**Trecho do texto:**
Não preciso nem dizer que Free! é lotado de fanservice, né? Esse é o principal atrativo da obra, seu maior selling point, voltado especificamente a um público conhecido como fujoshi, mulheres que gostam de animes ou mangás com relacionamentos homossexuais entre homens. Não há nada explícito em relação a isso na série, mas existem inúmeras nuances entre os personagens para insinuar que eles se gostam amorosamente, tudo para que seu público delire nas fantasias.
Apesar disso, devo admitir que a quantidade e intensidade de fanservice nesse anime foi consideravelmente menor do que eu esperava, o que é algo fantástico. Eu realmente pensei que seria algo bem exagerado, tipo em Miss Kobayashi’s Maid Dragon (meu review). Pensei que o anime se resumisse a fanservice, mas felizmente não é o caso. Na 2ª temporada mal há cenas disso! Até mesmo em Free! a KyoAni não falha em me surpreender.
Mas o estúdio também não falha em satisfazer seus desejos... |
Não sei qual a melhor seção para falar disso, então vai nessa aqui mesmo: um dos meus trechos favoritos da série inteira é quando o Rin e o Haru viajam para a Austrália na 2ª temporada. Não sei exatamente o motivo, mas é incrível ver o Rin conversando em inglês com os pais adotivos australianos dele, os quais são dublados por australianos de verdade, nada de "engrish" aqui, fora o do Haru que mal sabe falar em inglês. Tem até o Rin brigando em inglês com uma recepcionista de hotel. Impagável.
Além dos cenários fantásticos que retratam fielmente os locais do país. |
ESTILO
Apesar de ter seus momentos de comédia e descontração, Free! é, em sua maior parte, uma série de drama. Francamente, isso me pegou de surpresa. A impressão que eu tinha é de que esse seria um anime marcado por fanservice e só isso. Não sabia o que esperar da sua narrativa, pois ninguém fala a respeito dela na internet. Tudo o que se vê acerca de Free! por aí são pessoas desejando os corpos dos personagens e shippando casais entre todos eles.
A Gou é a melhor representação da fanbase de Free!. |
Como eu disse na seção anterior, o fanservice não é tão proeminente como eu imaginei que seria. Se tem algo que a KyoAni sabe fazer é humanizar seus personagens e isso não é exceção em Free!. Claro que existem diversos planos que deixam em evidência como os garotos são verdadeiros pitéis, mas o roteiro os desenvolve como pessoas e não apenas como objetos de desejo, diferente de muitos animes lotados de fanservice por aí.
Suas personalidades são bem fundamentadas, assim como seus medos, anseios... Temos mais diálogos de um dando suporte ao outro do que trechos de fanservice. Alguns detalhes particulares como o fato do Makoto deixar uma flor num copo d'água onde seu peixe de infância está enterrado é algo que humaniza imensamente esse personagem e diz muito sobre sua personalidade além dos estereótipos de fofura e bondosidade.

**Requisitos:** Atualize a parte do texto sobre Free! que começa nas palavras com "Apesar disso, devo" e termina após "em me surpreender.", escrevendo-a de novo com "ótimo" no lugar de "fantástico".

**Dados:**
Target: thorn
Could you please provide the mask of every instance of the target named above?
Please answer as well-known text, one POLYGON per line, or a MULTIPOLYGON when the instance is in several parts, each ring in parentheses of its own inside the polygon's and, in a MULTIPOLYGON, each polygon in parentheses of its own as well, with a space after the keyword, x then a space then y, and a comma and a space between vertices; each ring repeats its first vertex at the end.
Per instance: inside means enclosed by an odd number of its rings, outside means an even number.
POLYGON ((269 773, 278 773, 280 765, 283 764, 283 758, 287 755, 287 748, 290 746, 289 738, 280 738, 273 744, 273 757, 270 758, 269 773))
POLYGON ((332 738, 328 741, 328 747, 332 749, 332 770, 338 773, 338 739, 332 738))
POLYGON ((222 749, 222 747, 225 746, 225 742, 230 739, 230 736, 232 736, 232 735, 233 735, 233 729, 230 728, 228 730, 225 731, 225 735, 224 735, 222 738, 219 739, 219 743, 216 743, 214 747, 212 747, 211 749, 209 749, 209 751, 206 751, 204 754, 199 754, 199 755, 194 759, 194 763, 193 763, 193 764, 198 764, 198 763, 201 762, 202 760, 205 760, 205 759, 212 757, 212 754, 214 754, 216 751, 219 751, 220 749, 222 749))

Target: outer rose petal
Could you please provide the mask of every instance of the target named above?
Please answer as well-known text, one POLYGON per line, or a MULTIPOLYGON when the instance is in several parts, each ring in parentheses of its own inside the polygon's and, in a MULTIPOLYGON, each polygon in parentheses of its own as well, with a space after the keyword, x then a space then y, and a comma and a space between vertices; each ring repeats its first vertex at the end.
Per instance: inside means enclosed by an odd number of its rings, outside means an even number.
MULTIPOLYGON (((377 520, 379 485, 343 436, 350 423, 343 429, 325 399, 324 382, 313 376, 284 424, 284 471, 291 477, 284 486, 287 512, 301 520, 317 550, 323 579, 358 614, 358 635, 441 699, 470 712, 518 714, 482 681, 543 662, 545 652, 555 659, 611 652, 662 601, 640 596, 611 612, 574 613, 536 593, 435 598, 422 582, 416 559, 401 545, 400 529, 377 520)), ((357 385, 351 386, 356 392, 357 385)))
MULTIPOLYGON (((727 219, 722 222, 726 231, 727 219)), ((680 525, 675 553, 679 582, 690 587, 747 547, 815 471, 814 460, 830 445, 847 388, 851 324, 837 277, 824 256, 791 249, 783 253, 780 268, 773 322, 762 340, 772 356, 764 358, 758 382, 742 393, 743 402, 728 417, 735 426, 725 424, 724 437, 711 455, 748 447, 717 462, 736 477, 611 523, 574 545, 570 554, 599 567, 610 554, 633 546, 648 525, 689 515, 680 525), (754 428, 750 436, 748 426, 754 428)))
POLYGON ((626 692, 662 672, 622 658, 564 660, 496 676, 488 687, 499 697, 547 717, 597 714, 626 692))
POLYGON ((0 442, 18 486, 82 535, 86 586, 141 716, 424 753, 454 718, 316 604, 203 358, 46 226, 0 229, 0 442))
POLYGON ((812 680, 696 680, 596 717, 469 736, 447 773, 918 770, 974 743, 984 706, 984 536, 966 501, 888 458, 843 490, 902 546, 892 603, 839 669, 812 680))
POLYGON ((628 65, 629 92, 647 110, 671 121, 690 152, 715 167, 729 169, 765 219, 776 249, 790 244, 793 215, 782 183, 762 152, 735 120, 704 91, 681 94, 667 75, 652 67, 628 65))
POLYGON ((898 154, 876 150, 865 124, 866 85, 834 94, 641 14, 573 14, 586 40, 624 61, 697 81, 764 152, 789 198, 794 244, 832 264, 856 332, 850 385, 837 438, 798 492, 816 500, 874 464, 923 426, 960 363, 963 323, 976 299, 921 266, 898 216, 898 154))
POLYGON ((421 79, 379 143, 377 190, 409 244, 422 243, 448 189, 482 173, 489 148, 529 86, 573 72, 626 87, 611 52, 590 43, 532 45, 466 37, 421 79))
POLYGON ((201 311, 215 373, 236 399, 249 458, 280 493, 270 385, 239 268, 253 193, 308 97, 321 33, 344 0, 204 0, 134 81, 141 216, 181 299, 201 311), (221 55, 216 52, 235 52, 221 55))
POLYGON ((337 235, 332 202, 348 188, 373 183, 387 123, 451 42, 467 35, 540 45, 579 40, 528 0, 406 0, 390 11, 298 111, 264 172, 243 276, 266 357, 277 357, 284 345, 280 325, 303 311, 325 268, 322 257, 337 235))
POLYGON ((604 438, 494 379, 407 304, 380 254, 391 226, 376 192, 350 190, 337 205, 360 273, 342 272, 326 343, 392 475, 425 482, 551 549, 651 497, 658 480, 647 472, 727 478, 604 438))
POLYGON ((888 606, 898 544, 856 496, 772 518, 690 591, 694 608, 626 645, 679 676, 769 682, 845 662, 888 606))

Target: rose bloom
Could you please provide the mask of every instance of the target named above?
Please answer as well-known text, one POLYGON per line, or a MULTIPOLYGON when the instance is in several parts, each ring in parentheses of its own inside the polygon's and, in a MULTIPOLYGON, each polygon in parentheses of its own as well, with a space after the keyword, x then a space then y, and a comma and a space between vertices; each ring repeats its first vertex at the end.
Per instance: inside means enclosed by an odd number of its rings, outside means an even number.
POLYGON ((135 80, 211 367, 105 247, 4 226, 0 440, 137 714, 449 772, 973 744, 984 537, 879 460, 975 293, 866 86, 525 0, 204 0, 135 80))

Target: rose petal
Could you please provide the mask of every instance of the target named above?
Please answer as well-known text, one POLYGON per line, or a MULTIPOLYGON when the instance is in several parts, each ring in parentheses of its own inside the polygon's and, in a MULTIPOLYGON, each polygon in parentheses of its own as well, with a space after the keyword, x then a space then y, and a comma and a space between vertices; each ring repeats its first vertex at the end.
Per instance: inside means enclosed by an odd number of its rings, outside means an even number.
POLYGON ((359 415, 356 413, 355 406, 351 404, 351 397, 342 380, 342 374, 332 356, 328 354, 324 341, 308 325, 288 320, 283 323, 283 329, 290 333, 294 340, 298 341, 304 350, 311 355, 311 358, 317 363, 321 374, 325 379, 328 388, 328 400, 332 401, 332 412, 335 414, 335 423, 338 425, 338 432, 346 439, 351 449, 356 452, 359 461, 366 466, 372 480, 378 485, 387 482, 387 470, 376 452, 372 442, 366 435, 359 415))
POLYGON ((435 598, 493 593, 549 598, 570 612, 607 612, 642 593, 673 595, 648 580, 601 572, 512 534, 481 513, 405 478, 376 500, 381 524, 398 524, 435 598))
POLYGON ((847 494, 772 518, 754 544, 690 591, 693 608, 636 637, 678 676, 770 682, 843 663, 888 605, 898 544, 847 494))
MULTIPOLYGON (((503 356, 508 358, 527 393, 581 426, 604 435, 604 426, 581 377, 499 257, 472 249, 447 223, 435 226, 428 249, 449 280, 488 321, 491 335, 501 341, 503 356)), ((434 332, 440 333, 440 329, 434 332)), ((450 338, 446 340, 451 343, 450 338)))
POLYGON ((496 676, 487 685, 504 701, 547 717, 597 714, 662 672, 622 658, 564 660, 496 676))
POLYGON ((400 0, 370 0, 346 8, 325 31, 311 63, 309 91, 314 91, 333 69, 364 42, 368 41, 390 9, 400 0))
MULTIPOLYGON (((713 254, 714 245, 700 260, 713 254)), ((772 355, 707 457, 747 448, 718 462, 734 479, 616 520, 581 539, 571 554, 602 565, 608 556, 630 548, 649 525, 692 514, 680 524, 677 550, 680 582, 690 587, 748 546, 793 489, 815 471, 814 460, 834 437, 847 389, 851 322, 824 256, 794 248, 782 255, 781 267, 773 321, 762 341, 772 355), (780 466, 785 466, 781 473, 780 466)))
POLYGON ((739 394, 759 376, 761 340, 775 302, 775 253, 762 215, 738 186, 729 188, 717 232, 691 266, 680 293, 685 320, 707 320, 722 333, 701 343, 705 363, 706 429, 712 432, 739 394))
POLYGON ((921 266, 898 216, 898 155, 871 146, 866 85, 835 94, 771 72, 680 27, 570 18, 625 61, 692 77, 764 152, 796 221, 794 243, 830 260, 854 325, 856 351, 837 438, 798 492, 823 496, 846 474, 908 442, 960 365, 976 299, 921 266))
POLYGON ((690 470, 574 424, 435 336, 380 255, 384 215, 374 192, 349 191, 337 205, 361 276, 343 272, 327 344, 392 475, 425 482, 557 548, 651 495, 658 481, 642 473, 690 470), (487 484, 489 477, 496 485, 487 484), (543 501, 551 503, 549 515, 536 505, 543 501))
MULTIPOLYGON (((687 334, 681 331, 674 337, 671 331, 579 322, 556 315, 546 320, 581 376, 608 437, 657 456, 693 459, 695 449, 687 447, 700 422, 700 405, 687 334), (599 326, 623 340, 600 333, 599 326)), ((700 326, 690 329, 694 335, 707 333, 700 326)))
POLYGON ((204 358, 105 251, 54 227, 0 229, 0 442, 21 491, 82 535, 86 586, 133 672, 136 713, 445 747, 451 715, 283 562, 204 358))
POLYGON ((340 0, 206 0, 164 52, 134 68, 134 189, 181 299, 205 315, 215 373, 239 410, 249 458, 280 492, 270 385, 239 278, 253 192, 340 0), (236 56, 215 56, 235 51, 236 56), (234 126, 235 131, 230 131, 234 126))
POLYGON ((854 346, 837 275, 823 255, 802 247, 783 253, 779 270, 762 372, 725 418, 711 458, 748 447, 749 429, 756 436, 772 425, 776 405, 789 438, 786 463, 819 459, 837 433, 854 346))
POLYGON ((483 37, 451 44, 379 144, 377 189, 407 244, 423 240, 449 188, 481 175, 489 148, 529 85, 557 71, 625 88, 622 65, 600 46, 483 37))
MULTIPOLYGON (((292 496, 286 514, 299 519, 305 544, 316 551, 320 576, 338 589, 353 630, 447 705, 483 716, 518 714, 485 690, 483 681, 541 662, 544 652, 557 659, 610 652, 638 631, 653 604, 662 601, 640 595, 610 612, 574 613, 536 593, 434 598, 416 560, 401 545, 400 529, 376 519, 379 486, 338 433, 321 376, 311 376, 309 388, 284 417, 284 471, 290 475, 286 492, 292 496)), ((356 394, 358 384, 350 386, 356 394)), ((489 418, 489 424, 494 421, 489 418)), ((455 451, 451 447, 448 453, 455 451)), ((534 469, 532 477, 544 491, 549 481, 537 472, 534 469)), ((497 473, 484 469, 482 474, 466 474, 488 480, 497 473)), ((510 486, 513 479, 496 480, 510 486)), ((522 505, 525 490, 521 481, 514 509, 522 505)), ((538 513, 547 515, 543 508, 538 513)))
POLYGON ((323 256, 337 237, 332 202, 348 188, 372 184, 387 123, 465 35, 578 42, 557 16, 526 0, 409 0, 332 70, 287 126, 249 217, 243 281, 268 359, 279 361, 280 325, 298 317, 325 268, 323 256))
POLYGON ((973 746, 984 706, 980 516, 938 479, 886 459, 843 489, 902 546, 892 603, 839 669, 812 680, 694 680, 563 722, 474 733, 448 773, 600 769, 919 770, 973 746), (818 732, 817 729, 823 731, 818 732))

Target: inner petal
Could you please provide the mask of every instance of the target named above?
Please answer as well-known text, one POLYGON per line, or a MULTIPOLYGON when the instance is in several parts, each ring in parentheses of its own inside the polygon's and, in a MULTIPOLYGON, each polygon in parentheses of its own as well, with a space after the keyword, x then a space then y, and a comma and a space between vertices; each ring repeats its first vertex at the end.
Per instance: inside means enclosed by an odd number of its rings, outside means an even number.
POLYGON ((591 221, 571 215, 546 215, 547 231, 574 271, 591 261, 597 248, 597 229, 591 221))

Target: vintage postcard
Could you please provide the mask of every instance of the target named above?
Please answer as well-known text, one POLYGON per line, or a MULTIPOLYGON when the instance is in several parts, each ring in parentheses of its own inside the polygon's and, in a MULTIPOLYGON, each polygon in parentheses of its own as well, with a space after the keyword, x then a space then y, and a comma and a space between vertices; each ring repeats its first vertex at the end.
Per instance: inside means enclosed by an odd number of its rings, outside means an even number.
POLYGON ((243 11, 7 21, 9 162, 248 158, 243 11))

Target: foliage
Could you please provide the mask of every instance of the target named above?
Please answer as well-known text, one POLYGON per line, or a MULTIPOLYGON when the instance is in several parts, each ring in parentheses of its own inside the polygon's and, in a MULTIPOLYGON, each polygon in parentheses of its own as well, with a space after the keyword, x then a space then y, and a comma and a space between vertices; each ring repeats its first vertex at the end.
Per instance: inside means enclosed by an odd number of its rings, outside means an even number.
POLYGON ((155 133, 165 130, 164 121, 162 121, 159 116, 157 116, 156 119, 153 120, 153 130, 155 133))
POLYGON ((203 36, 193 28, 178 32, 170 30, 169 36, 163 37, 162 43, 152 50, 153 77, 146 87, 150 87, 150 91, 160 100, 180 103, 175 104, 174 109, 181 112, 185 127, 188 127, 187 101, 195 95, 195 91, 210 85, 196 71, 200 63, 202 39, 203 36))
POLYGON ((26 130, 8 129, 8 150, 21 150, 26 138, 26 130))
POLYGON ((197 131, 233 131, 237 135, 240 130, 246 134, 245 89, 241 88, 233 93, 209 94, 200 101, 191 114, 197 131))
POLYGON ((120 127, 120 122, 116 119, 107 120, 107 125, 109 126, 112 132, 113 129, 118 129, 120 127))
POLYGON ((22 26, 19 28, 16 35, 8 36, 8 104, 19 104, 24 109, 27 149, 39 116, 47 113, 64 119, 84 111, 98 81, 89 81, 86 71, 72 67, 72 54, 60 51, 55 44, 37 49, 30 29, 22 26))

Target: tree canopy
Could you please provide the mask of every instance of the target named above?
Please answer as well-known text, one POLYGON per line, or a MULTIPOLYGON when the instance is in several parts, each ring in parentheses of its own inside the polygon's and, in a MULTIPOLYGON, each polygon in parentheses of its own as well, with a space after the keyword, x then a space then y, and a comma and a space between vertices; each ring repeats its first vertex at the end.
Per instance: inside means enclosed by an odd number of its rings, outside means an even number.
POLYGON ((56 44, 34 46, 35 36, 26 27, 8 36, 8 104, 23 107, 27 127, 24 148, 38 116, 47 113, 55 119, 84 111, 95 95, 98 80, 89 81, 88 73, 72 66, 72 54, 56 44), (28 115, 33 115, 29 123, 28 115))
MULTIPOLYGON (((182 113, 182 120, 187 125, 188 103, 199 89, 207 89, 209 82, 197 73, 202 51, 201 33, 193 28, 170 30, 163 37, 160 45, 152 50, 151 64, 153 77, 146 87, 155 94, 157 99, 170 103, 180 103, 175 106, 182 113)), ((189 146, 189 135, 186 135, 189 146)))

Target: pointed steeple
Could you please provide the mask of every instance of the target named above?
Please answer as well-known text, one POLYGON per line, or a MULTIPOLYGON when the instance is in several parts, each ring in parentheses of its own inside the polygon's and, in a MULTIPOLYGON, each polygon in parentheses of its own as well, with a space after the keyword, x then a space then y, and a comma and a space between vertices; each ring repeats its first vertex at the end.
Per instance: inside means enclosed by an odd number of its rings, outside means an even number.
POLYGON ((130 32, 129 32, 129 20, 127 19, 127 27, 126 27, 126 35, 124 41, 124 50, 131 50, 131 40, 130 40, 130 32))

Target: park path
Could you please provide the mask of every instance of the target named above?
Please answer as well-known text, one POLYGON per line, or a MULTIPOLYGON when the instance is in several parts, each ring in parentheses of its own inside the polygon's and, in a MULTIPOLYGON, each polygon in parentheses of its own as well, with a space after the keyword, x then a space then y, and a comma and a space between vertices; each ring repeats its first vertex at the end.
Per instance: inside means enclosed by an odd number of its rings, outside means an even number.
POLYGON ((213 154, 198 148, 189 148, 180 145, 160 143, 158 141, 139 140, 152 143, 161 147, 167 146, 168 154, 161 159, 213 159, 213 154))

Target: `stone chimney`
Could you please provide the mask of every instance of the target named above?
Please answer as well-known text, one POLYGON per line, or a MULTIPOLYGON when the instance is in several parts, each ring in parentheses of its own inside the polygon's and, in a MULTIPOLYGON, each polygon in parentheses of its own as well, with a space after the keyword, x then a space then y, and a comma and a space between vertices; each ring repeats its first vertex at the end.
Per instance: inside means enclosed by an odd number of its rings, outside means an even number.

**Resultado:**
Apesar disso, devo admitir que a quantidade e intensidade de fanservice nesse anime foi consideravelmente menor do que eu esperava, o que é algo ótimo. Eu realmente pensei que seria algo bem exagerado, tipo em Miss Kobayashi’s Maid Dragon (meu review). Pensei que o anime se resumisse a fanservice, mas felizmente não é o caso. Na 2ª temporada mal há cenas disso! Até mesmo em Free! a KyoAni não falha em me surpreender.